ARTICLE:
Another former Test opener, Matt Renshaw, also impressed in the County Championship this year. Renshaw opened for Somerset and averaged 47.69 with two centuries from his eight matches. He’s taken that form back home this Shield season with an unbeaten double century against NSW last month. Renshaw — who played 11 Tests between 2016 and 2018 and made 184 in just his fourth match — is still only 26 and could be a strong contender if his form continues to trend upward.
Coming from further behind, albeit not completely out of the running, is Cameron Bancroft. The 29-year-old hasn’t been part of a Test squad since the 2019 Ashes, where he was dropped after just two Tests. In hindsight, it was a harsh axing considering his series wasn’t the same abject failure of Warner or Harris. Bancroft at least stuck around to face 40 balls on average, compared to 20.2 for Harris and 18.4 for Warner. Bancroft has two centuries in the first four matches of the domestic season, and made 141 in last season’s final against Victoria.
THE NEXT GEN
If selectors could pick anyone to replace Warner, then it would likely be Will Pucovski. Considered a talent of Ricky Ponting proportions, even his Test debut at 22 years old felt a long time in the making. If Pucovski can truly get his career back on track, then he will be at the front of the queue. Although, several concussions and another indefinite leave of absence taken in October due to personal reasons creates plenty of doubt.

DATA SECTION:
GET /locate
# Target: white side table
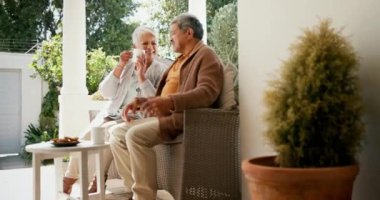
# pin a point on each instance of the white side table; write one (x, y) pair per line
(46, 150)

WHAT THIS EXERCISE ASKS:
- 1) Reproduce verbatim the passage from the article on Test opening contenders that begins at the words "THE NEXT GEN" and stops after "plenty of doubt.".
- 2) Using the article on Test opening contenders, answer the following:
(a) How many Tests did Renshaw play between 2016 and 2018?
(b) How many balls on average did Harris face in the 2019 Ashes?
(c) In which month did Pucovski take an indefinite leave of absence?

ANSWERS PER TASK:
- 1)
THE NEXT GEN
If selectors could pick anyone to replace Warner, then it would likely be Will Pucovski. Considered a talent of Ricky Ponting proportions, even his Test debut at 22 years old felt a long time in the making. If Pucovski can truly get his career back on track, then he will be at the front of the queue. Although, several concussions and another indefinite leave of absence taken in October due to personal reasons creates plenty of doubt.

- 2)
(a) 11
(b) 20.2
(c) October